Work task –
Retype the whole listing, please, keeping every line exact and dropping the pictures.

Material for this task –
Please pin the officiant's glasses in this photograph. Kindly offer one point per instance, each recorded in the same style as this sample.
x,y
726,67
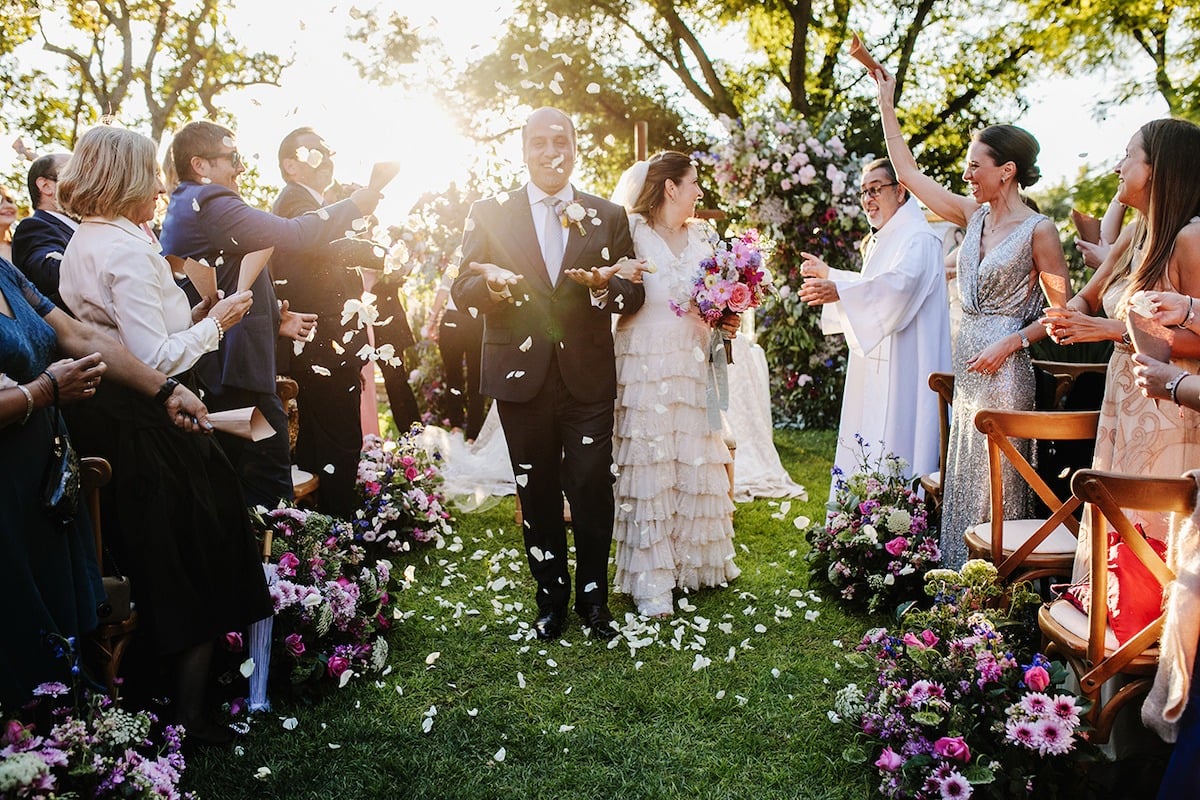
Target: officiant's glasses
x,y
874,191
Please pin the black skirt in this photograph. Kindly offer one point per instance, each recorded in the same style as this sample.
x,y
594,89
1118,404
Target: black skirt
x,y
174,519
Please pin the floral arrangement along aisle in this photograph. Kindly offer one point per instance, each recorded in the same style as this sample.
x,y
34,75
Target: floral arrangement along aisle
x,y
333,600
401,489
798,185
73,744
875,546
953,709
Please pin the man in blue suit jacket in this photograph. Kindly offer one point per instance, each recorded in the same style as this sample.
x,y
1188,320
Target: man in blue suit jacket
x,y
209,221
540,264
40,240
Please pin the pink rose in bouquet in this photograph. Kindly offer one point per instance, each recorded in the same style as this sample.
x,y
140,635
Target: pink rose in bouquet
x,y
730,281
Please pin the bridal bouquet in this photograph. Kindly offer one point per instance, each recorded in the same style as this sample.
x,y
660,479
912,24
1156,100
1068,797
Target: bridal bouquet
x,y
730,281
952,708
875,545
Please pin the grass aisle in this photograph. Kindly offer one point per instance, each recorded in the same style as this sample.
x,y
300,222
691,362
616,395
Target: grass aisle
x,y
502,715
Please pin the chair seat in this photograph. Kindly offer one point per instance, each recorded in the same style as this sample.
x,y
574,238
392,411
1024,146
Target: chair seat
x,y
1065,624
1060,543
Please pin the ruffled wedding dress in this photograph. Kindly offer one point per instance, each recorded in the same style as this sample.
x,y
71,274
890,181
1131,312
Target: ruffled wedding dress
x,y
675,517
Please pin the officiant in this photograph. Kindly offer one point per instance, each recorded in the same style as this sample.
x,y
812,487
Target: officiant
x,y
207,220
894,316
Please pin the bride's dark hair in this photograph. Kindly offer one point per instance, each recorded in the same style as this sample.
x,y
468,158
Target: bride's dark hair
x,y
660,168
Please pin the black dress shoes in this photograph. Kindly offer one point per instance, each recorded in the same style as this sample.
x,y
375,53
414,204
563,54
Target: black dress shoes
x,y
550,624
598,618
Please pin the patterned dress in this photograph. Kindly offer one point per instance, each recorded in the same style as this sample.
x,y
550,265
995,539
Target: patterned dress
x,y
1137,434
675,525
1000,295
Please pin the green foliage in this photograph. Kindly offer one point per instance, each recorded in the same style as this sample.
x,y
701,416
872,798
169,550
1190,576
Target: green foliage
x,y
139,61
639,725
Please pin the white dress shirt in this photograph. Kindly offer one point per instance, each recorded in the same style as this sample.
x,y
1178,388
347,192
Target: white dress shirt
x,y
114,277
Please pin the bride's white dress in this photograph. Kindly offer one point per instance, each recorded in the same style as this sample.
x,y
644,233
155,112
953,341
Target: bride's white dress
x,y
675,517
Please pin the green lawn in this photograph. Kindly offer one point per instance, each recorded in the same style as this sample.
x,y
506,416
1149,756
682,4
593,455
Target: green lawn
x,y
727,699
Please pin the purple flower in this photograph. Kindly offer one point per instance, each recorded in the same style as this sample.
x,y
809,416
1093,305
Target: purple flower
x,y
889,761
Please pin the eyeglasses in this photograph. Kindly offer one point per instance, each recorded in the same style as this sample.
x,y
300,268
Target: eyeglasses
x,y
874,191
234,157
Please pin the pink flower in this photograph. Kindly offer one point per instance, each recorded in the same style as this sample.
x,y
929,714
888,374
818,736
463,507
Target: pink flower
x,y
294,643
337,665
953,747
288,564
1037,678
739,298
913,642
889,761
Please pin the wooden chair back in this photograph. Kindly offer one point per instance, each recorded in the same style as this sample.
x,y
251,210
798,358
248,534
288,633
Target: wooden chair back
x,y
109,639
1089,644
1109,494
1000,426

Exercise result –
Please pin the officiant's glasses in this photograph. Kindly offer one point per instance, each recorded in the same style as this sample.
x,y
726,67
Target: officiant's glasses
x,y
874,191
Please pin the black skirt in this photograph. Kindly offer one point per instance, each recorded in the same style as this sample.
x,y
594,89
1118,404
Target: black skirt
x,y
174,519
Please pin the floral arrangement along aisle in this photograph. Kindly offer one point per instance, each recorded in the same style as this sample.
x,y
34,75
Target: floral arrangement along aisle
x,y
333,600
401,489
798,185
73,744
875,546
953,709
Please pin the man in blue suit jacket in this photograph. Kindly offer one point per instance, each recorded in the same style as this sample.
x,y
1188,320
Target: man in blue suit jacket
x,y
209,221
540,264
40,240
Please pin the pink rose in bouquet in this photograph. Kindly offer one point per instance, each recorded in the same style as this sample.
x,y
140,635
Target: pink rose in bouquet
x,y
730,281
Please pin the bridal bouquet in this photograph. Kindly offer one point per instance, each recorded in the same style as this sample.
x,y
660,479
912,24
1156,100
1068,797
Target: bridal bouquet
x,y
730,281
952,708
875,545
Please pin the grass aisle in this photograph. Kindly offer one point per instance, each recorded in the same style as this sample.
x,y
300,222
691,362
616,395
Target: grass aisle
x,y
502,715
Please pin the chair seat in this photograph. Kindly offer one point per instance, each recorded in the same style as this sample.
x,y
574,238
392,411
1024,146
Target: chair seat
x,y
1065,624
1060,543
Please pin the ruffled wedding dress in this photograph. Kindly offer one point per instance, each recorded in the same style as this sample.
x,y
71,274
890,181
1131,312
Target: ruffled wedding dress
x,y
675,517
Please pin the officiant in this photograph. Kindly offer one point per instance, each recorded in the same style as this sample.
x,y
812,487
Target: officiant
x,y
207,220
894,316
Please pin the bride's dark hair in this photograph. Kindly offer one point per instance, each recorded in the same style as this sample.
x,y
468,158
Target: bride's dark hair
x,y
660,168
Please pin the black dress shoes in this photograph. Kindly offer one point per instance, each recorded in the same style as this sample.
x,y
375,53
414,204
563,54
Target: black dress shoes
x,y
550,624
598,618
Please pin the patterned dress in this photograph. Kindly offer one point per instance, each recorded in the same style as this sample.
x,y
550,265
995,539
Target: patterned dress
x,y
1137,434
675,525
1000,295
Please pin the green foliage in this photograph. Kindly offer one point per instance, each recorded in the same style as this sample.
x,y
701,416
872,798
169,550
1190,576
Target: green foliage
x,y
139,61
639,725
Please pin the white dress shirt in this photograph. Kindly offer one point per instance, each recorded in the same style as this sample.
x,y
1178,388
347,192
Target: white dress shirt
x,y
114,277
Please pin the bride's white dress in this photograph. Kindly offer one point per instance, each recorded in the same style as this sample.
x,y
644,233
155,112
953,341
Target: bride's white dress
x,y
675,517
Please pin the green lawn in this photograph. Kindly offer one point per instance, each recorded in the same style as this sample.
x,y
506,416
1149,756
682,4
593,455
Target: green lawn
x,y
727,699
Please pin the purple flower in this photograph. Kindly offer one point per instance, each recorded in the same style as this sample.
x,y
809,416
1093,305
Target: purple flower
x,y
889,761
Please pin the eyeglasses in this photograph. Kindly offer one point per instance, each recorded in the same style as this sample.
x,y
300,268
Target: eyeglasses
x,y
874,191
234,157
Please pin the pink flower in this photograph. Kindly offer one point per instance, each recorded in the same style as this sample.
x,y
929,714
888,374
818,736
463,507
Target: pink flower
x,y
294,643
337,665
953,747
288,564
1037,678
739,298
913,642
889,761
Please pin the wooden chair back in this photograph. Kindly offer one point per instance, each recorded in the same style as this sample.
x,y
251,210
798,358
248,534
288,633
Target: wooden chair back
x,y
109,639
1089,644
1109,494
1000,426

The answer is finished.